- **Input records**
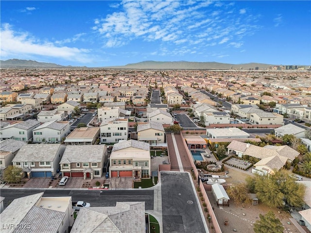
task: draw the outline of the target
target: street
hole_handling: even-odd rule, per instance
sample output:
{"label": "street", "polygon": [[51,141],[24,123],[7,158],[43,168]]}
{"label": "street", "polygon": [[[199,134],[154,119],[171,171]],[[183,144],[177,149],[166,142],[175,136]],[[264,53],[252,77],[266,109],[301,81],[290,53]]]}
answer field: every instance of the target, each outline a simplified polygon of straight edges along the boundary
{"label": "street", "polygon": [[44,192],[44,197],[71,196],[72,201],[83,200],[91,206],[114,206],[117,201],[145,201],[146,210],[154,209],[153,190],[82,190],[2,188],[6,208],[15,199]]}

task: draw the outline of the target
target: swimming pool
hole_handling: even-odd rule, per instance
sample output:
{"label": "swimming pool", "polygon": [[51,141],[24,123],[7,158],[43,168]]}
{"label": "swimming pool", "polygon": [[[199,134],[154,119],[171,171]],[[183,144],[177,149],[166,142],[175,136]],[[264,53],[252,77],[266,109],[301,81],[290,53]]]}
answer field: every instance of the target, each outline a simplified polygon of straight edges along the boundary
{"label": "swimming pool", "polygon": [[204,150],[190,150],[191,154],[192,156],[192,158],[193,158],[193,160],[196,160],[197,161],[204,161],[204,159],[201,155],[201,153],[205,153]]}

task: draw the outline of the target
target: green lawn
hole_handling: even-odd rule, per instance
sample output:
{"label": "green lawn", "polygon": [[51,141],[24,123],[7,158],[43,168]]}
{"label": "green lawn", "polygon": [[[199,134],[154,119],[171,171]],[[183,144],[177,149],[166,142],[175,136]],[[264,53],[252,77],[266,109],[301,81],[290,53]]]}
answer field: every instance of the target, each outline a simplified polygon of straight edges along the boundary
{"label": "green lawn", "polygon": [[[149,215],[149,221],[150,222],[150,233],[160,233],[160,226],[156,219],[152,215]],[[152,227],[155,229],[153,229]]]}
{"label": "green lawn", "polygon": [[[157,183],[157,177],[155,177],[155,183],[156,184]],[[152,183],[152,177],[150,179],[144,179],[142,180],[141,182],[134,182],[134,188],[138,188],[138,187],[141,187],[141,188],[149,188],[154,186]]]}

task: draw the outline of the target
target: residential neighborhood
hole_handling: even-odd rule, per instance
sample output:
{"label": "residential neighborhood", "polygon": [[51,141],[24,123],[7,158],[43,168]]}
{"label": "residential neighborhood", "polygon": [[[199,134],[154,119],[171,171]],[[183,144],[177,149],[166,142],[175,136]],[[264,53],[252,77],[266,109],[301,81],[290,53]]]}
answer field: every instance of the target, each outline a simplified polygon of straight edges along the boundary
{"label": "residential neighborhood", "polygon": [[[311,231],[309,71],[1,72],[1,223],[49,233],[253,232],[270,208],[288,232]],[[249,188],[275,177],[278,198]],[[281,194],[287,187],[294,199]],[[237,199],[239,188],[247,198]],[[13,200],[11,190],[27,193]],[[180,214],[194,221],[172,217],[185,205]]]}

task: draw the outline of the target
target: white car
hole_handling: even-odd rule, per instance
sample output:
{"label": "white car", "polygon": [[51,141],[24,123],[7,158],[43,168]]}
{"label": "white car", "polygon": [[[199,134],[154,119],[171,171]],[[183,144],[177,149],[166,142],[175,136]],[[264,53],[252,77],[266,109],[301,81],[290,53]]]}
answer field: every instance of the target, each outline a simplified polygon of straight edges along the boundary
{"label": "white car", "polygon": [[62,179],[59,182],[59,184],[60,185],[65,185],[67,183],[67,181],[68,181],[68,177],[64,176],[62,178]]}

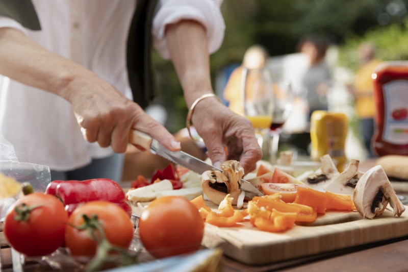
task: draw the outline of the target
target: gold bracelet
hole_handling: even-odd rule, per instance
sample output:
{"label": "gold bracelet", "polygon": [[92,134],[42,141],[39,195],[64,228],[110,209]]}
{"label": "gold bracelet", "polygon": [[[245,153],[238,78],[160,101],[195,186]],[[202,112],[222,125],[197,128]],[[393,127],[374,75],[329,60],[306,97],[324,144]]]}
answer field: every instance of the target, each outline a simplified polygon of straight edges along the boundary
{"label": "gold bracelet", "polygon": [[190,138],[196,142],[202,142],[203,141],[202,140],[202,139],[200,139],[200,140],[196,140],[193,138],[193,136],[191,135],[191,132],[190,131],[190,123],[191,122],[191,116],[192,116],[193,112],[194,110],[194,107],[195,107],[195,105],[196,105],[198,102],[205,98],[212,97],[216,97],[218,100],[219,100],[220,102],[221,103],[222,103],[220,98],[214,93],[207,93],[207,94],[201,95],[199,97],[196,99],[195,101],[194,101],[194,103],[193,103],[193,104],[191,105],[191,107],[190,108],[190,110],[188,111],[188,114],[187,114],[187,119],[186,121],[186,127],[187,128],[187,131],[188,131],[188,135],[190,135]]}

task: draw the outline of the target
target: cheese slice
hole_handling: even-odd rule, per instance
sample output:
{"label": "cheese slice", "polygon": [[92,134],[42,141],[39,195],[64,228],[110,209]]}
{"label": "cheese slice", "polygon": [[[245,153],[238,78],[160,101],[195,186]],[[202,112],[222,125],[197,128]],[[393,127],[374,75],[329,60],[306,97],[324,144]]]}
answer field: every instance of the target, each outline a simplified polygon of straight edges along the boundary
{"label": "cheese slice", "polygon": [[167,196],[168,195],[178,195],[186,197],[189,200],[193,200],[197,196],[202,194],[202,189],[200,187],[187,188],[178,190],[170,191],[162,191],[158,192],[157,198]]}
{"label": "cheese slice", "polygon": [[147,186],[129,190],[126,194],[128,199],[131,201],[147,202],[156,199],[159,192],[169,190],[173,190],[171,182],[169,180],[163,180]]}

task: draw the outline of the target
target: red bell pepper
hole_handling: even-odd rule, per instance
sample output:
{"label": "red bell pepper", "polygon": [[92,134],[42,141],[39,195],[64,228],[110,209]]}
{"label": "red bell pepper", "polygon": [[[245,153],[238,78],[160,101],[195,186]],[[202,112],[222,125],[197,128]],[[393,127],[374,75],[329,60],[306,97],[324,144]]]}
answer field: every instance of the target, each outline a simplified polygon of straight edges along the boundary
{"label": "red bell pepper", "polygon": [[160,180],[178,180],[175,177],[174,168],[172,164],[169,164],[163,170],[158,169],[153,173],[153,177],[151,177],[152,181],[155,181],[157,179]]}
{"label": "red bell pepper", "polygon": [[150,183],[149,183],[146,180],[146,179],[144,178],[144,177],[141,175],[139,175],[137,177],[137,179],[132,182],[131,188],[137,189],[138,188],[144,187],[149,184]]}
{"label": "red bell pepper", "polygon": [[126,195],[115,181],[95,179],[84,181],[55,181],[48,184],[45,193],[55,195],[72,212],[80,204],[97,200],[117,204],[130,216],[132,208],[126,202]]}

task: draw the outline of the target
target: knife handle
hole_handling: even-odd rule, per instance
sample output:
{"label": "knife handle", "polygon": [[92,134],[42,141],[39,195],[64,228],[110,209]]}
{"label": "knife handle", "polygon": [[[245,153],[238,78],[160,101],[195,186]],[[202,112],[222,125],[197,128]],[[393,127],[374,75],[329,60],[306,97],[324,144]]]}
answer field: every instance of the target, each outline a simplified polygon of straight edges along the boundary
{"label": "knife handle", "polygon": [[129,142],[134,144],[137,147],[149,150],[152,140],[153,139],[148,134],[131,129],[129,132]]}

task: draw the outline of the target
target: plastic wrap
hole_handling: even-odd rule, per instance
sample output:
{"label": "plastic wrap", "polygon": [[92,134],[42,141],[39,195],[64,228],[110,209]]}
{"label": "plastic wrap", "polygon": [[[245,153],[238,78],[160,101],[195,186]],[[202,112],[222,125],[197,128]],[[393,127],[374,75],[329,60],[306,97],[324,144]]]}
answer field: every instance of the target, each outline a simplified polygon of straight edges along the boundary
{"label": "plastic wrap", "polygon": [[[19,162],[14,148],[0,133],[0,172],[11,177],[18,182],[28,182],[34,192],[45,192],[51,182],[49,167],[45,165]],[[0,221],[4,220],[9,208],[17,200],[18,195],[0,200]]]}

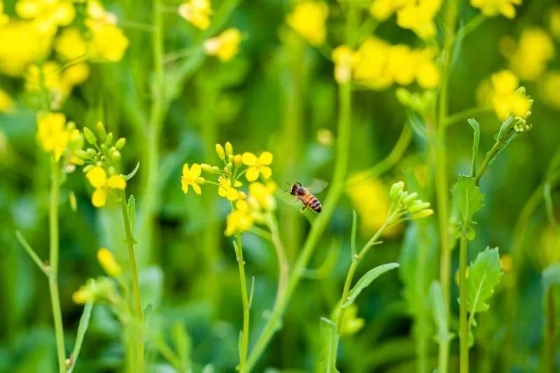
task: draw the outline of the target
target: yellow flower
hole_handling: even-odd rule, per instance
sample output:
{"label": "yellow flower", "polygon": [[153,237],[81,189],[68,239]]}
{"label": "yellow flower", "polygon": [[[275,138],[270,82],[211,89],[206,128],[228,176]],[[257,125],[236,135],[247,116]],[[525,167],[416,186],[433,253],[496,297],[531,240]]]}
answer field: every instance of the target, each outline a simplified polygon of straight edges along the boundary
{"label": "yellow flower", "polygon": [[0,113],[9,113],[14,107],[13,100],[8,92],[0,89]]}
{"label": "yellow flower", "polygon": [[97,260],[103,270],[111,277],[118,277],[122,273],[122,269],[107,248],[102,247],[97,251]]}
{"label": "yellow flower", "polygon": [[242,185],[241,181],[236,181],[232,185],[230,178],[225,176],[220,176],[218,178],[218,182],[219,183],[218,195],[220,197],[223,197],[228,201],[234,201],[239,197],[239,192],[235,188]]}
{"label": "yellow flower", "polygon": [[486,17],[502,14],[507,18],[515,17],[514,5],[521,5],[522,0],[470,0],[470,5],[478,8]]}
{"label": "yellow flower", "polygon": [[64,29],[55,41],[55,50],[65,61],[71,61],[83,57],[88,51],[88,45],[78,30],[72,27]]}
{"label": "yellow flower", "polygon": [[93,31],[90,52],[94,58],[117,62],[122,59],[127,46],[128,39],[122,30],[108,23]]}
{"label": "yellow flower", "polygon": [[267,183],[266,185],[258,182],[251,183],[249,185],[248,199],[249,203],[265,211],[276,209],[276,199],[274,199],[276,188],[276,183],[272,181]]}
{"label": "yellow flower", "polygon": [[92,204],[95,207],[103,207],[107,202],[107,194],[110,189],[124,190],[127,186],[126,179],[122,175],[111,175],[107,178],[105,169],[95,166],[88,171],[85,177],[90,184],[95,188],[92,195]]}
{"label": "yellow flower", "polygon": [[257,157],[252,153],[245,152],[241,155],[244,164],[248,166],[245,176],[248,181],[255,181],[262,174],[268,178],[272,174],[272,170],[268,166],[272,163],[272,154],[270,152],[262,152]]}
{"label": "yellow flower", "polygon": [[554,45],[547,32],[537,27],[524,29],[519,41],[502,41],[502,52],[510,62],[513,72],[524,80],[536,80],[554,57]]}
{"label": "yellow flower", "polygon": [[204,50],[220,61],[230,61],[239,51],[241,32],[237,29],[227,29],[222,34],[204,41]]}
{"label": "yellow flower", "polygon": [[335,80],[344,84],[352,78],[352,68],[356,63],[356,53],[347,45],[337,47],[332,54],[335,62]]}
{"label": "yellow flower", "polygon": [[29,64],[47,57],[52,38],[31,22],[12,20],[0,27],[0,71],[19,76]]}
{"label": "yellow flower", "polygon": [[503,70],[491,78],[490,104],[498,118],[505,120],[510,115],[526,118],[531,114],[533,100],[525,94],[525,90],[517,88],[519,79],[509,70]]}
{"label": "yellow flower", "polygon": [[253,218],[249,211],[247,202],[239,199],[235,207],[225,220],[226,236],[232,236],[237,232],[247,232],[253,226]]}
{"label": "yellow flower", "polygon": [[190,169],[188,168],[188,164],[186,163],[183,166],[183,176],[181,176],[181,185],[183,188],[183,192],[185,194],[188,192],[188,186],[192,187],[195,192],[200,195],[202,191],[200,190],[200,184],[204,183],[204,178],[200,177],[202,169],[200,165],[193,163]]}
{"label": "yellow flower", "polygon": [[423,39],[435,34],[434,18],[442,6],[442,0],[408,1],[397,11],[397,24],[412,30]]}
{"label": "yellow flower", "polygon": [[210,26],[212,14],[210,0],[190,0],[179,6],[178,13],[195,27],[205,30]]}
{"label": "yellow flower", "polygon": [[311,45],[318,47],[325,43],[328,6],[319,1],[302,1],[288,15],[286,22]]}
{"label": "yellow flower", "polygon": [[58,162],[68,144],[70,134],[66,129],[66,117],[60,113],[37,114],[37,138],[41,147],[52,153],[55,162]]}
---
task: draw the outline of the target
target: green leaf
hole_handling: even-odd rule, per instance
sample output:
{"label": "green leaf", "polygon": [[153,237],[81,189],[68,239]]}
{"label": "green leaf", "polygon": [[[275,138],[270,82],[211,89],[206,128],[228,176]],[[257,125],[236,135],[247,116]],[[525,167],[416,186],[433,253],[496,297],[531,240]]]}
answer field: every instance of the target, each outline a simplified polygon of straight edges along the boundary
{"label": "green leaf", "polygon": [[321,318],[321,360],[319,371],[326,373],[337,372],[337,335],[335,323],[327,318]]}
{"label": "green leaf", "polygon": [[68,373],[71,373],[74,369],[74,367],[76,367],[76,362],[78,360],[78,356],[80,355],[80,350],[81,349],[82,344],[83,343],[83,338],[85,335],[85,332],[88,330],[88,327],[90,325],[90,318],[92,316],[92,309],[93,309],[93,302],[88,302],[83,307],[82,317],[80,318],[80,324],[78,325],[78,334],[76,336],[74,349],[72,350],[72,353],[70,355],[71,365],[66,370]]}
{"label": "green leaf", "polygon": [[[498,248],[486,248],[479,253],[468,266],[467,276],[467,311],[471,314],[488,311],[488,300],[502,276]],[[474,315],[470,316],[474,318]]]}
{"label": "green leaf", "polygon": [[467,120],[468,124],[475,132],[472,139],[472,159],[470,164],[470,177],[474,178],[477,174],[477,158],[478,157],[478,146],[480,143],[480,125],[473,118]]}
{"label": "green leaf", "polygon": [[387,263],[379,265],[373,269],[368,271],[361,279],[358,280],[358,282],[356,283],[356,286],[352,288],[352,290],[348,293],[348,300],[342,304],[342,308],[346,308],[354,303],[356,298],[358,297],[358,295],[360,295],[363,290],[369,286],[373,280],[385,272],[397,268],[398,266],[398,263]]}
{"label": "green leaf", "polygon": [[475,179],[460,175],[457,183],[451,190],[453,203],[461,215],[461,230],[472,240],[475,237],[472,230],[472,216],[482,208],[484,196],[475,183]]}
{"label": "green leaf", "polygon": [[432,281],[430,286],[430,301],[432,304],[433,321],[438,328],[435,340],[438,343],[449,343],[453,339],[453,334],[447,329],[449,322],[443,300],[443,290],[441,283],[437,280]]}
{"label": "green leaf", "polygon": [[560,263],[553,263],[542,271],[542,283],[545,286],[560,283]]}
...
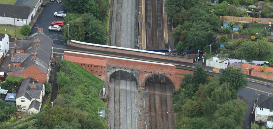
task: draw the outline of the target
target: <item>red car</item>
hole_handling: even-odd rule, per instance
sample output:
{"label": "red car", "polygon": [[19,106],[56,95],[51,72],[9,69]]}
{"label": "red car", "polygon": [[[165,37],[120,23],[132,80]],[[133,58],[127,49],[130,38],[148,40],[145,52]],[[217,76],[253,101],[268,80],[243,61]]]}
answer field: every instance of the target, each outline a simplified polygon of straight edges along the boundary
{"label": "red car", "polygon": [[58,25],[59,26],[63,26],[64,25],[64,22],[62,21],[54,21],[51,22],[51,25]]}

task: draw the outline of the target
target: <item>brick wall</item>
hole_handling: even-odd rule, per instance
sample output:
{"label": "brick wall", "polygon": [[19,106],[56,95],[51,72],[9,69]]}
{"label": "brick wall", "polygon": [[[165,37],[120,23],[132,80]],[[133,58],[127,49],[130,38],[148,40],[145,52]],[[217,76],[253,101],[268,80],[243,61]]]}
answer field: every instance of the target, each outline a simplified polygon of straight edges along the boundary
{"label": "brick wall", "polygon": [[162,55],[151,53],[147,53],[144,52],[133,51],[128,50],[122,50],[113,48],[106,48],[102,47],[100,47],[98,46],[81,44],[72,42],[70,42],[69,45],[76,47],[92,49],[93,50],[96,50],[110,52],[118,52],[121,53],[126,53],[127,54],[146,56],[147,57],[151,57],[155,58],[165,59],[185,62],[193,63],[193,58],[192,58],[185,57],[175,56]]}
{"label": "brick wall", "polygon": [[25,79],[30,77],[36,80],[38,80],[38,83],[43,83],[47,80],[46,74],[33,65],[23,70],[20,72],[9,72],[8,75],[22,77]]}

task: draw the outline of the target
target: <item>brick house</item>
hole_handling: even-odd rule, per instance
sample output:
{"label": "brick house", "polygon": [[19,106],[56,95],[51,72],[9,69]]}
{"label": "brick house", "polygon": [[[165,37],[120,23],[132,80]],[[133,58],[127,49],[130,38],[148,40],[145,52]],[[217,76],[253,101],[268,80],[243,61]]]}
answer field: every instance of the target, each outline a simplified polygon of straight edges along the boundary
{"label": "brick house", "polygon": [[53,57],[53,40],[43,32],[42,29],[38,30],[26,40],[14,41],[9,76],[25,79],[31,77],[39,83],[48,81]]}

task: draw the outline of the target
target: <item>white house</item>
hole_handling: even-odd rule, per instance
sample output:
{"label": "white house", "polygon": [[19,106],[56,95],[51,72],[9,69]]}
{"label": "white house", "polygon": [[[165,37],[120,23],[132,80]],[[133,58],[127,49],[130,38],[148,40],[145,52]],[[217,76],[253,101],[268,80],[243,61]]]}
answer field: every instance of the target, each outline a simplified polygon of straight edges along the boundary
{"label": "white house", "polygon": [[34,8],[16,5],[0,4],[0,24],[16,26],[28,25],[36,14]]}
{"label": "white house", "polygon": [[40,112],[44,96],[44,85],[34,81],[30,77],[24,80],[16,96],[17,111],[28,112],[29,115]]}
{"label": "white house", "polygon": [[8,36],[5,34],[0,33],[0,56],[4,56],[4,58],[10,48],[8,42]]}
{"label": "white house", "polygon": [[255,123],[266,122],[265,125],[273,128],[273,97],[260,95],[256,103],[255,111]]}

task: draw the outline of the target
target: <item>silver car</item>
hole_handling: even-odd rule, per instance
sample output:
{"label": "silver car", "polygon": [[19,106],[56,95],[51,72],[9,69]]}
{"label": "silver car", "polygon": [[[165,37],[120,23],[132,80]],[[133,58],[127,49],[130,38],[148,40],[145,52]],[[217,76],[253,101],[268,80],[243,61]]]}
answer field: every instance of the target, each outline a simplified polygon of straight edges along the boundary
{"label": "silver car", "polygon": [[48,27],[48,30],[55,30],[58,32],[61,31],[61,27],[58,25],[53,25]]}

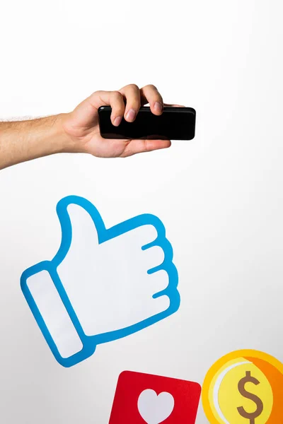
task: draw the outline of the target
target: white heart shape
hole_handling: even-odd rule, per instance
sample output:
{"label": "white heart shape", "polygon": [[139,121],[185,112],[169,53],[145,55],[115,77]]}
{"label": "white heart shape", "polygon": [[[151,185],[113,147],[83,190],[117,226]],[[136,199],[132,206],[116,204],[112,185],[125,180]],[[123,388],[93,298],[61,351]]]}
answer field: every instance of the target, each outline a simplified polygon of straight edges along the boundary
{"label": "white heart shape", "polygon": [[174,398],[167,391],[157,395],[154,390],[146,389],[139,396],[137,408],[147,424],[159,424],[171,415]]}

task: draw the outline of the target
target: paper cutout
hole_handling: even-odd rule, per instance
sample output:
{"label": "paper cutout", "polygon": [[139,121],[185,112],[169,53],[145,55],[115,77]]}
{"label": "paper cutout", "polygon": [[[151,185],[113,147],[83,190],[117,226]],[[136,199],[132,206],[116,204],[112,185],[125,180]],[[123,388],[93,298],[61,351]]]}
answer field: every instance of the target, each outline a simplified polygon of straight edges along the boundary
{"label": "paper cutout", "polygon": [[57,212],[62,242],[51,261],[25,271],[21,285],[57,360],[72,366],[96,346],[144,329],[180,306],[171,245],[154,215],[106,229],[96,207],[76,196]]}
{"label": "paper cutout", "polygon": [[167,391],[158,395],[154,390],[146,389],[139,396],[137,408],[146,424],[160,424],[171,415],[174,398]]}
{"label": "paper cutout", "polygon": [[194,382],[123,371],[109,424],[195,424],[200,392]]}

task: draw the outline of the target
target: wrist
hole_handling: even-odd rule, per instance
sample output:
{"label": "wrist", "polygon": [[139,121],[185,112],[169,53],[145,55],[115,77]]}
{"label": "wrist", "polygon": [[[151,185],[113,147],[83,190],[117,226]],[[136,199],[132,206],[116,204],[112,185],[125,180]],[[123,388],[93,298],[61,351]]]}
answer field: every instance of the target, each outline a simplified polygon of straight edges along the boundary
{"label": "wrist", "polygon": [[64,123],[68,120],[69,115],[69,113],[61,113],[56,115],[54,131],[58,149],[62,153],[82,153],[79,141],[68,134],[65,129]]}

- **What needs to be done**
Extract every line of the records above that contains the string "item".

- **Written solution**
target: <item>red car</item>
target: <item>brick wall</item>
target: <item>brick house</item>
target: <item>white house</item>
target: <item>silver car</item>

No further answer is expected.